** Start The input **

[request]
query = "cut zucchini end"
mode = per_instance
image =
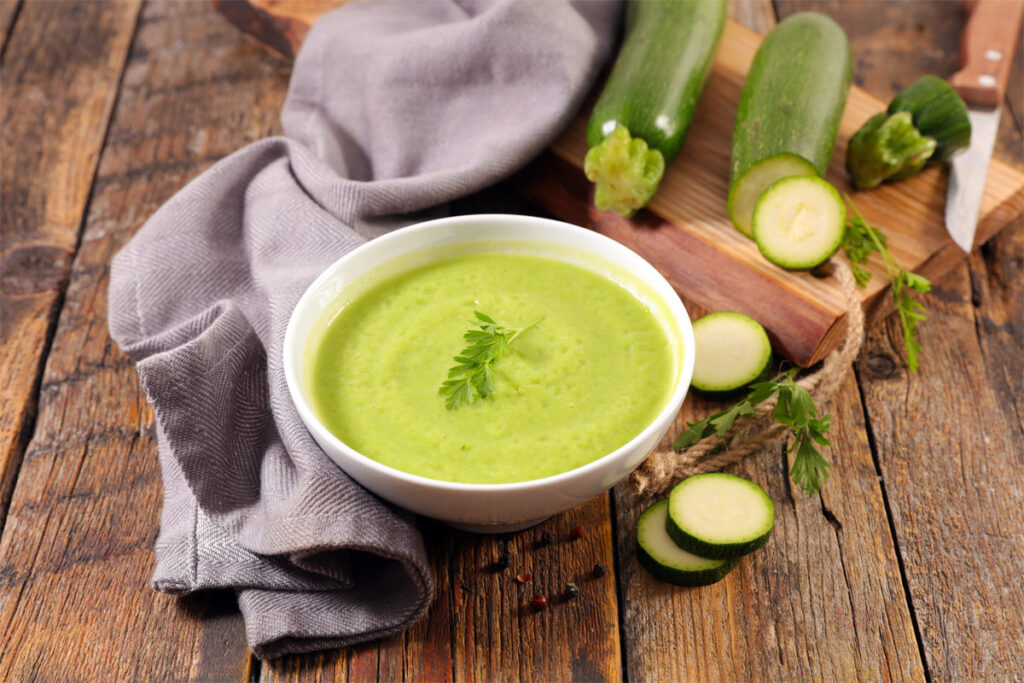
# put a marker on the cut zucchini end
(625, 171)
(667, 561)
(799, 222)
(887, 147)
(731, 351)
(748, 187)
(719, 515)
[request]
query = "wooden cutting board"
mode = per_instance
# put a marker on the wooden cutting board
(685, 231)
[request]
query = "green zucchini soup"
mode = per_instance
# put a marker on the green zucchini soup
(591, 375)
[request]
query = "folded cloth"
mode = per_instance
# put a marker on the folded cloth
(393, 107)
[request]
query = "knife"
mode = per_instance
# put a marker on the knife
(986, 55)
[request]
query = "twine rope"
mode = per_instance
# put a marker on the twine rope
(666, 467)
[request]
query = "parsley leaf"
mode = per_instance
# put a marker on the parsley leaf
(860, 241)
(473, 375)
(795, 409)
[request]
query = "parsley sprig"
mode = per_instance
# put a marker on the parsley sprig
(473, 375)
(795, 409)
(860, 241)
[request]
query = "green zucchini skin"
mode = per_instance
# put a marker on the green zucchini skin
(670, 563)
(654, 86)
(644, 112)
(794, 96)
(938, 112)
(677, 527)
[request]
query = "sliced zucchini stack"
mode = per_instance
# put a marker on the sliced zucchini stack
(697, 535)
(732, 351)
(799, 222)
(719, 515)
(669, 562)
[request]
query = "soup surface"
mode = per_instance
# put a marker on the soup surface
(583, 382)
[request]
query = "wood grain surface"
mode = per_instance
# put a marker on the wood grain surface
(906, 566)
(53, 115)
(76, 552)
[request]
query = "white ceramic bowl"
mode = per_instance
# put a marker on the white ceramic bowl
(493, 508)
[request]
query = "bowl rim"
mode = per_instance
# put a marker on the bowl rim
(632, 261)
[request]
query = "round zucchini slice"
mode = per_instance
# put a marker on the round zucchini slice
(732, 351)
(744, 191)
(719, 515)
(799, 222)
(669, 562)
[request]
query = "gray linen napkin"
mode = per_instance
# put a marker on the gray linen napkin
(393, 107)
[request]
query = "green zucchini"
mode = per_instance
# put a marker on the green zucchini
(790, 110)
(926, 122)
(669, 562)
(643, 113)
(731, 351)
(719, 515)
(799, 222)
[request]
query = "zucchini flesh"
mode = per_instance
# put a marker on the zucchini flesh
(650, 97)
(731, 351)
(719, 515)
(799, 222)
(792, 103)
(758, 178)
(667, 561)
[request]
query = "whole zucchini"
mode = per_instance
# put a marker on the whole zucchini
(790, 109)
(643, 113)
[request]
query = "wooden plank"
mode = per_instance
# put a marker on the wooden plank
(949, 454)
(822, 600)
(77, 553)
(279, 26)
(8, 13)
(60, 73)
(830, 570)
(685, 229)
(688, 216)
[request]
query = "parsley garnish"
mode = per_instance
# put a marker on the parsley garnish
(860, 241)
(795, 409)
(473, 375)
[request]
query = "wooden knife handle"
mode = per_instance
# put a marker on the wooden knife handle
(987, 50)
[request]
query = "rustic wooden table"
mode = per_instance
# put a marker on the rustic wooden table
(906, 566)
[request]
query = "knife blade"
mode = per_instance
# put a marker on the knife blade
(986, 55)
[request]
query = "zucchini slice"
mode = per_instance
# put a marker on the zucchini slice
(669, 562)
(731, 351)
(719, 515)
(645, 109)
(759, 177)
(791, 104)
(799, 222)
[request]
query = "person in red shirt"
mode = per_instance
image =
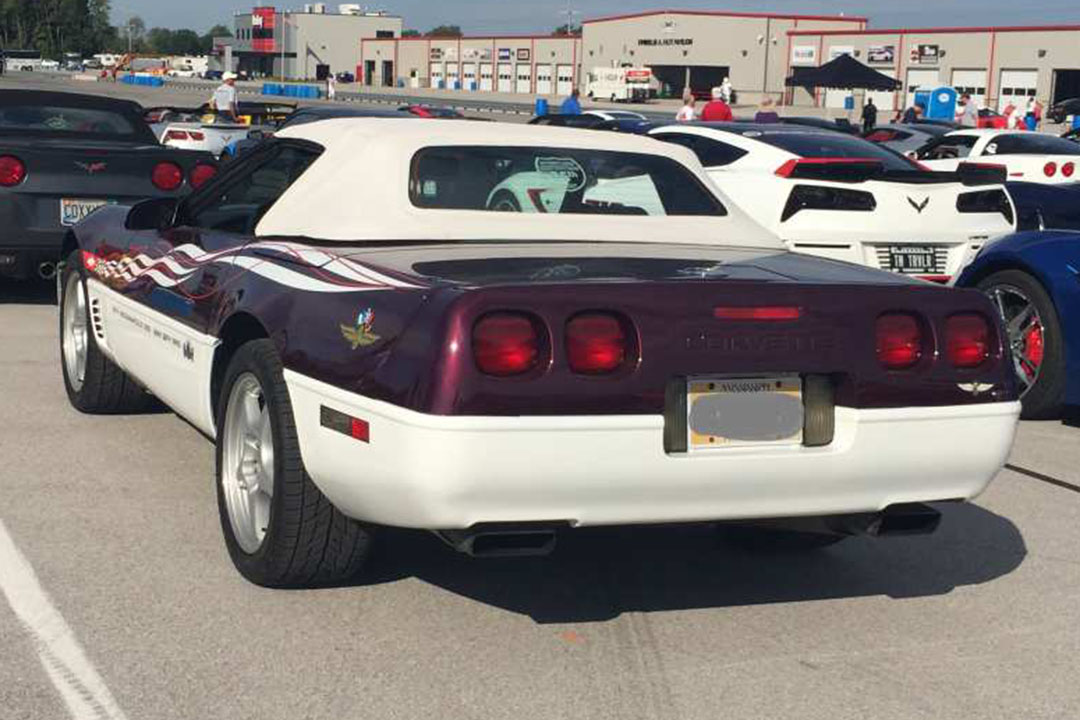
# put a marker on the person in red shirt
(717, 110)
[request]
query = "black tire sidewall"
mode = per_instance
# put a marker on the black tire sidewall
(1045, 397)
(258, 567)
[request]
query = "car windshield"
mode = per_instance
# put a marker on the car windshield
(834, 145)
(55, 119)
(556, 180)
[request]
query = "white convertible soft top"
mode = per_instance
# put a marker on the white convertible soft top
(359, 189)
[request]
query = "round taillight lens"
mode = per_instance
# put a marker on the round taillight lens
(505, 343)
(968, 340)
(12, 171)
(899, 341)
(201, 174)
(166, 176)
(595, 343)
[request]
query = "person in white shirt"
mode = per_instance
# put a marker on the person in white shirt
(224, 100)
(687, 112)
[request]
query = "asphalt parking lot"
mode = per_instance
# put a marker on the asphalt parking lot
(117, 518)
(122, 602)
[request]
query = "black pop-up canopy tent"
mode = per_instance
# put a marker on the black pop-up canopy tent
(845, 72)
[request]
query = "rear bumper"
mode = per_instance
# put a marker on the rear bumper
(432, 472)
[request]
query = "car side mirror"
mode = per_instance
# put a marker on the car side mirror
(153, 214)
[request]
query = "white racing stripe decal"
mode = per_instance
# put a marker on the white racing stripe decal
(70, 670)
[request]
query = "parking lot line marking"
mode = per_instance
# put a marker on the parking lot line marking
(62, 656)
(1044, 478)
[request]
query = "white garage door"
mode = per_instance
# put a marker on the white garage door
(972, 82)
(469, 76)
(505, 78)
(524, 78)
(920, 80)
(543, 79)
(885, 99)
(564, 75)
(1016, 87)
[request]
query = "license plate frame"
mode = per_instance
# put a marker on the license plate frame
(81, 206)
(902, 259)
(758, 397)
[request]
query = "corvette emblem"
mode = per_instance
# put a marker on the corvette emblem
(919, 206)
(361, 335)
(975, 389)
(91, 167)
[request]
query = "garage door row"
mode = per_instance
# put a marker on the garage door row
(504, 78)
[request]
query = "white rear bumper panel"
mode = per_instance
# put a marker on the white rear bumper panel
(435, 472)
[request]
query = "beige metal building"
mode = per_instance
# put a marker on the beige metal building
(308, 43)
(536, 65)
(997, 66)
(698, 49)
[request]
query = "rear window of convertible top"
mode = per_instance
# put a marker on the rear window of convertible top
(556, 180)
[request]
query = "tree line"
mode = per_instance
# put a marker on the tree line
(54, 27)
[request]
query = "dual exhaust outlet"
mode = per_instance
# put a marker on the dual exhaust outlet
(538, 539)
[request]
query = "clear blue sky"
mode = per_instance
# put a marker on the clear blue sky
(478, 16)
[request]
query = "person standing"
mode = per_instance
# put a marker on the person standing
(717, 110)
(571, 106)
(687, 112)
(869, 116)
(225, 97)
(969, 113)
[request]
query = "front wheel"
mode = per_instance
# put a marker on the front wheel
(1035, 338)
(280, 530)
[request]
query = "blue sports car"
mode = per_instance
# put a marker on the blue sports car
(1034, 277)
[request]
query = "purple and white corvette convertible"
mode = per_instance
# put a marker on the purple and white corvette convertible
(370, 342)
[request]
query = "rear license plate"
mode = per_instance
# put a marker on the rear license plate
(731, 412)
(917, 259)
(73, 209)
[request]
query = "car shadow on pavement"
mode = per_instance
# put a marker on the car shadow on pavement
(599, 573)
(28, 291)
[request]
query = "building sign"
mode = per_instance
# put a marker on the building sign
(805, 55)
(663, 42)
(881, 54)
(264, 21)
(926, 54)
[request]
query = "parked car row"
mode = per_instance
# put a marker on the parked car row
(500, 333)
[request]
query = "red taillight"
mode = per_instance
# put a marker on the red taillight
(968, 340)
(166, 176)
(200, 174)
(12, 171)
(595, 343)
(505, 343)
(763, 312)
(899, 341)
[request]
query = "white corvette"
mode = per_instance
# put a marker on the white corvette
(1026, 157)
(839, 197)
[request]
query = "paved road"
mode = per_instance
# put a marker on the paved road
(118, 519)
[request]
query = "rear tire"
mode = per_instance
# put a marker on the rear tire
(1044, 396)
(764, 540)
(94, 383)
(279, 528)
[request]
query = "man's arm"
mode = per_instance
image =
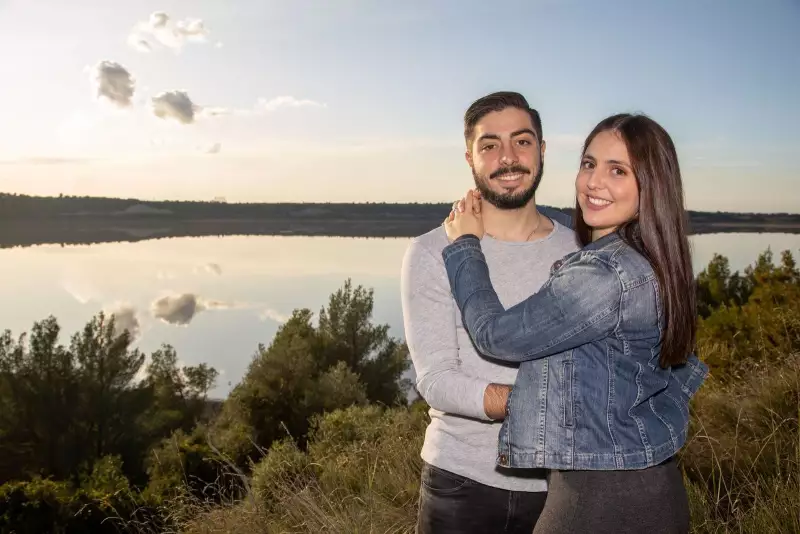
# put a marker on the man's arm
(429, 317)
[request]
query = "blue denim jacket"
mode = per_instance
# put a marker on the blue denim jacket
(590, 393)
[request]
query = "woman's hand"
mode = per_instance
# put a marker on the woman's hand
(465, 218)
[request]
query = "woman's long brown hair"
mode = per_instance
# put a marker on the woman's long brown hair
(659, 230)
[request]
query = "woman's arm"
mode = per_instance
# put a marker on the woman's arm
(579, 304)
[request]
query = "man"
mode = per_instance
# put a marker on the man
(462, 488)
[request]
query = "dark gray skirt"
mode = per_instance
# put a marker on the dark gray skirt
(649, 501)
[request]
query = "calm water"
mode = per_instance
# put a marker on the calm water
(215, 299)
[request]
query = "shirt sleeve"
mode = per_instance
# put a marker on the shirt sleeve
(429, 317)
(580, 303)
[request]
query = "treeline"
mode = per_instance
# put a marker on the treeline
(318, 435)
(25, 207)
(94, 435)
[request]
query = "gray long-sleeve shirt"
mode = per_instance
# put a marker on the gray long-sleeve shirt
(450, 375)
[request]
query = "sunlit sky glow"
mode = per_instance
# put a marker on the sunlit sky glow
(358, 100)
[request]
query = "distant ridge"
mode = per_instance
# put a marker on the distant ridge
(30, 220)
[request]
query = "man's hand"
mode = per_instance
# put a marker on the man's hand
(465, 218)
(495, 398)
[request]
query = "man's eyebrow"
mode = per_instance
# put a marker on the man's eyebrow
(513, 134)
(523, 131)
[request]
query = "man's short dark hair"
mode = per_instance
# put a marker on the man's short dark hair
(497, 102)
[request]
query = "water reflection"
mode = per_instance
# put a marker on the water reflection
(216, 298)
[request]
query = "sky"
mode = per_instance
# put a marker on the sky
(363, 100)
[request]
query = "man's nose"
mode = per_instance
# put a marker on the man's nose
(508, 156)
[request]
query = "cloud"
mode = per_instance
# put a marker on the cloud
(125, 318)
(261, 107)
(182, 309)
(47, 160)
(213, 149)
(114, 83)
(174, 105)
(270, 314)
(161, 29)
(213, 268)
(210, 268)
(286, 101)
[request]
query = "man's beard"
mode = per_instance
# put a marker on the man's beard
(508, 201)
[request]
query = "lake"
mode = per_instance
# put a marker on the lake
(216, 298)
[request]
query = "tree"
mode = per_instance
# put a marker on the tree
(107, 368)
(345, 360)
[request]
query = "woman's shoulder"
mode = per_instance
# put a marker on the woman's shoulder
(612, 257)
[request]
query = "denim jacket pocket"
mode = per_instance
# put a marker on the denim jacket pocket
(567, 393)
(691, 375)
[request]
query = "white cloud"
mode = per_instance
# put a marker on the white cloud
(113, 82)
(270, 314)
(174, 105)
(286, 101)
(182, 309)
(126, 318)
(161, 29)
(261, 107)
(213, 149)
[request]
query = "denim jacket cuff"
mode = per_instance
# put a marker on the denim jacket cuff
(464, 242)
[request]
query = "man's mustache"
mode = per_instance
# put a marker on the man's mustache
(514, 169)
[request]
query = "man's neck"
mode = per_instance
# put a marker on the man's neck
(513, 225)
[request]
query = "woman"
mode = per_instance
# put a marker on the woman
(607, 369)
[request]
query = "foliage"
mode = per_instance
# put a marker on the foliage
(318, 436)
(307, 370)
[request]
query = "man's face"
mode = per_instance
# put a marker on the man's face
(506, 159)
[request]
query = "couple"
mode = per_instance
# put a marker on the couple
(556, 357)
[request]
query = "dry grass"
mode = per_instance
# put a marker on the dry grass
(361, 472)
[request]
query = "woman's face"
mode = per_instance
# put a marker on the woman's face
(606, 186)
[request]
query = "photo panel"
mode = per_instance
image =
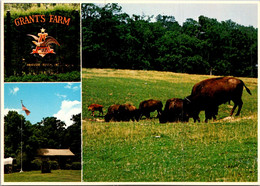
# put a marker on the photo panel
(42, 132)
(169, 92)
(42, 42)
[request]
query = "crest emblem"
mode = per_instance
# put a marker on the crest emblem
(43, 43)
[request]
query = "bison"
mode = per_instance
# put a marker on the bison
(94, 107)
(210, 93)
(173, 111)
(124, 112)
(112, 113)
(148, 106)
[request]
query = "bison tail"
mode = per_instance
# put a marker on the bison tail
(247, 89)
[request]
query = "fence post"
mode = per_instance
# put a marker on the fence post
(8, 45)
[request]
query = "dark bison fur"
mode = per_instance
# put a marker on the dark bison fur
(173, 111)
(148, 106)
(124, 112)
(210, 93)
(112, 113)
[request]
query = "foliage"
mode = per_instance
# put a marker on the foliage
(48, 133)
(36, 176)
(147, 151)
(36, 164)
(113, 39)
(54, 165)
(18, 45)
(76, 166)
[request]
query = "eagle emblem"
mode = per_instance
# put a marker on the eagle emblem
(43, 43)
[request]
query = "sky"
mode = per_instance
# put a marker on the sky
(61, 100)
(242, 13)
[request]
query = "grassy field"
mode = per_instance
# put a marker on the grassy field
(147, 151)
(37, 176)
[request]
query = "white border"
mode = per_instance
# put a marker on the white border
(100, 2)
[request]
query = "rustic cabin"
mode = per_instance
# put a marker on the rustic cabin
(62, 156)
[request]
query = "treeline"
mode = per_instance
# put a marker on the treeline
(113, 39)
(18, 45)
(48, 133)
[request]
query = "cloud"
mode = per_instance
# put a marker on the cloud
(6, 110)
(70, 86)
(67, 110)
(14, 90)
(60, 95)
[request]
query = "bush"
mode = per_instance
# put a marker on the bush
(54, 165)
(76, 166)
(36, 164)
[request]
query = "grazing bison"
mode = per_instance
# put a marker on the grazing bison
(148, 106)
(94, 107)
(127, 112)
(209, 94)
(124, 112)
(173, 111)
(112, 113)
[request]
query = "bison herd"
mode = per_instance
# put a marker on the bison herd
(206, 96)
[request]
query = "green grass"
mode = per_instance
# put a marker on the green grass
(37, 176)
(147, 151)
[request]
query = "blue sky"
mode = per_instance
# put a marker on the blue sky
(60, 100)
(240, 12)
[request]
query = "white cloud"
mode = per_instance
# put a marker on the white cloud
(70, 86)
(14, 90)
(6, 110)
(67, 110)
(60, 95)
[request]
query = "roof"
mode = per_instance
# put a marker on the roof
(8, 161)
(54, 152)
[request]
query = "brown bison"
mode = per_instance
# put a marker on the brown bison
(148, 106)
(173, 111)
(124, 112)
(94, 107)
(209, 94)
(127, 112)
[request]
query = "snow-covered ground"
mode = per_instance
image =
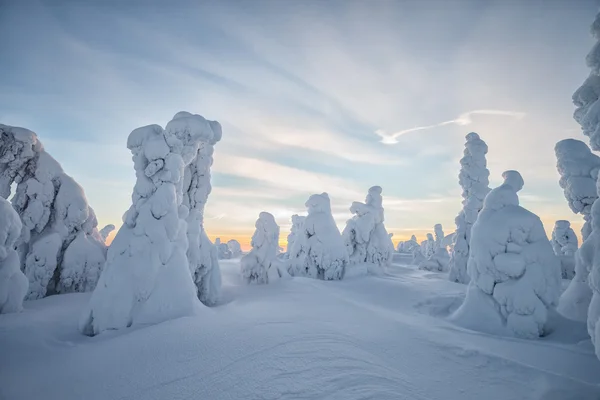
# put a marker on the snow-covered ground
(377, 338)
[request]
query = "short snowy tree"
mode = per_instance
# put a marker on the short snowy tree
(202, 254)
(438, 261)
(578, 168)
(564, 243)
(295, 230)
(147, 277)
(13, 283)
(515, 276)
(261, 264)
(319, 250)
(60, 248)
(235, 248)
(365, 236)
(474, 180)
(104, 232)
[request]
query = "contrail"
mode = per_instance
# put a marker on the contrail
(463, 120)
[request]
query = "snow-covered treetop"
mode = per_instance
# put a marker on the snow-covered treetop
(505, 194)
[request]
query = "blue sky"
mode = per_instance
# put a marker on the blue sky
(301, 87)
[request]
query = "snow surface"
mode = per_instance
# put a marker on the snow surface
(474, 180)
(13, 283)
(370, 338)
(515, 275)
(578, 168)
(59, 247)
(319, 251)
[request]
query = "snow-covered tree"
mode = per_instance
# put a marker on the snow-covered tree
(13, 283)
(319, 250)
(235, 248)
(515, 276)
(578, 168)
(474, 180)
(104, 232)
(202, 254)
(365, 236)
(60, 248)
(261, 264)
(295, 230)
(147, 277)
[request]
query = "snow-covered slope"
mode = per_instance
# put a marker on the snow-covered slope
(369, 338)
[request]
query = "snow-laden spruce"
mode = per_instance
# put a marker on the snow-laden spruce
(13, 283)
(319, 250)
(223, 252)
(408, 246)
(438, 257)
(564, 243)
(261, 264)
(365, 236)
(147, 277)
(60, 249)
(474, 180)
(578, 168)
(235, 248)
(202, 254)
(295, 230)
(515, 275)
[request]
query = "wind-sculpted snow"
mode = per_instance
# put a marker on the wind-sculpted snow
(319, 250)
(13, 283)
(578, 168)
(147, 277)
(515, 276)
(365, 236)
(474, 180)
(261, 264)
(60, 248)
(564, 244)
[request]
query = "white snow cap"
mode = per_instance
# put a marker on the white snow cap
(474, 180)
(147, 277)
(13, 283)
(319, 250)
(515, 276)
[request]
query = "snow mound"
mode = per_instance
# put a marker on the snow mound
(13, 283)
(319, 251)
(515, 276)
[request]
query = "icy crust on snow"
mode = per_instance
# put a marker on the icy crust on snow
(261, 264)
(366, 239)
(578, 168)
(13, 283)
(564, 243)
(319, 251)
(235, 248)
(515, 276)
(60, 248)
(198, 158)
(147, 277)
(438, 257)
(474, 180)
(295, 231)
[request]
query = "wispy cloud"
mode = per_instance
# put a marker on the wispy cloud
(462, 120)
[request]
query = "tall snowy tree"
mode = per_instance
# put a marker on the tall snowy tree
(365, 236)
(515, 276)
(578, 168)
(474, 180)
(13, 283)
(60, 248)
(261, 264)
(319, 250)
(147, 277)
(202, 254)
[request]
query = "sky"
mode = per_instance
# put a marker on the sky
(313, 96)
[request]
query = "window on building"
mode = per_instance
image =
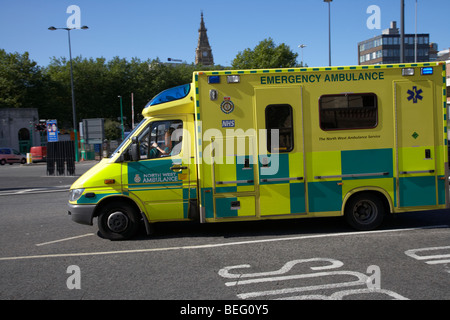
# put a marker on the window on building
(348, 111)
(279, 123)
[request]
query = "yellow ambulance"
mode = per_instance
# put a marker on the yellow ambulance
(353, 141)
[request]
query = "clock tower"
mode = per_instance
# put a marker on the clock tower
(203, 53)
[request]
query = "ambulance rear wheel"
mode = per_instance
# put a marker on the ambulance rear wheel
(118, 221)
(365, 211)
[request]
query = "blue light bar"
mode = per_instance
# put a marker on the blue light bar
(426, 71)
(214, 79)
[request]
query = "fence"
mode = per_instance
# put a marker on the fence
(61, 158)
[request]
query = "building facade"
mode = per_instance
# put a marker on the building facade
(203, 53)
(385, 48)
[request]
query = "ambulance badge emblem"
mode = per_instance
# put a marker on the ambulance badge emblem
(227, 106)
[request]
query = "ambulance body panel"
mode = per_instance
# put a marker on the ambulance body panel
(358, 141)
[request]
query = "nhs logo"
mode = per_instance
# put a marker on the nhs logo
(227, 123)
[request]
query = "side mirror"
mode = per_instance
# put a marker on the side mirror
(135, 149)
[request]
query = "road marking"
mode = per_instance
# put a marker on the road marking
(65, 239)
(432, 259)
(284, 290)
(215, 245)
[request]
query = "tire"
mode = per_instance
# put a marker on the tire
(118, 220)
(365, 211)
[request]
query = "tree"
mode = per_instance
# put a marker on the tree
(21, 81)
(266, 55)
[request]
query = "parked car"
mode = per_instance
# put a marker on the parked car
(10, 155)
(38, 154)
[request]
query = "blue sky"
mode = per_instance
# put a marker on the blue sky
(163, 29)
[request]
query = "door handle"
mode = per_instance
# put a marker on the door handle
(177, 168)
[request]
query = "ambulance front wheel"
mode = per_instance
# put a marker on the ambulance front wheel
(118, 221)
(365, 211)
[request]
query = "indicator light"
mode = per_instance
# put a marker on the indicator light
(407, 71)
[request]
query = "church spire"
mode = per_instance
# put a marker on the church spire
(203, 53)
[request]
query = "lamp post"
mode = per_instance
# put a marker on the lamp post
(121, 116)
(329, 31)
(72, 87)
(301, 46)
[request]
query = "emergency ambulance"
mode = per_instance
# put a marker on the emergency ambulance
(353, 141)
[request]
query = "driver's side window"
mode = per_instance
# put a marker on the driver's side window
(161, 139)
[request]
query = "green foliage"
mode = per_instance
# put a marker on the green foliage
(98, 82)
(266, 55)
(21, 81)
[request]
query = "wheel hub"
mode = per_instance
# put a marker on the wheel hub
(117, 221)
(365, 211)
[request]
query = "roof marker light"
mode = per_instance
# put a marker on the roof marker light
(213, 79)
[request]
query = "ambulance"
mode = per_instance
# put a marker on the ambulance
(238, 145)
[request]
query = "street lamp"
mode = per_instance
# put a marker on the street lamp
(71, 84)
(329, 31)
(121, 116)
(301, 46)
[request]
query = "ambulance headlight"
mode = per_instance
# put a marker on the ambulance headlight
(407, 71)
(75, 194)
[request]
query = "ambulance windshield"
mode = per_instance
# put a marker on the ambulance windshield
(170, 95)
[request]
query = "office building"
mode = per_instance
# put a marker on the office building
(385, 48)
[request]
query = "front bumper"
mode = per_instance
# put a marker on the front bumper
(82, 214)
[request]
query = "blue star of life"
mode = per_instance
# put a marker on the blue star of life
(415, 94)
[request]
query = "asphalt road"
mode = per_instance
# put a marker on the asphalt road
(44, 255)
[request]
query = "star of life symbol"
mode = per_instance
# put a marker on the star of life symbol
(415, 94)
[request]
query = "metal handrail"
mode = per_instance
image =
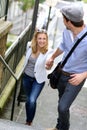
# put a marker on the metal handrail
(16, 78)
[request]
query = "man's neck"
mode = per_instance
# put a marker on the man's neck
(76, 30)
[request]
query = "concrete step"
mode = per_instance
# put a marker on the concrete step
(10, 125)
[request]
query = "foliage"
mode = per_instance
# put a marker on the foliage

** End The input **

# What to produce
List every line of the records above that contains the string "sign".

# Output for this exercise
query = "building sign"
# put a marker on the building sign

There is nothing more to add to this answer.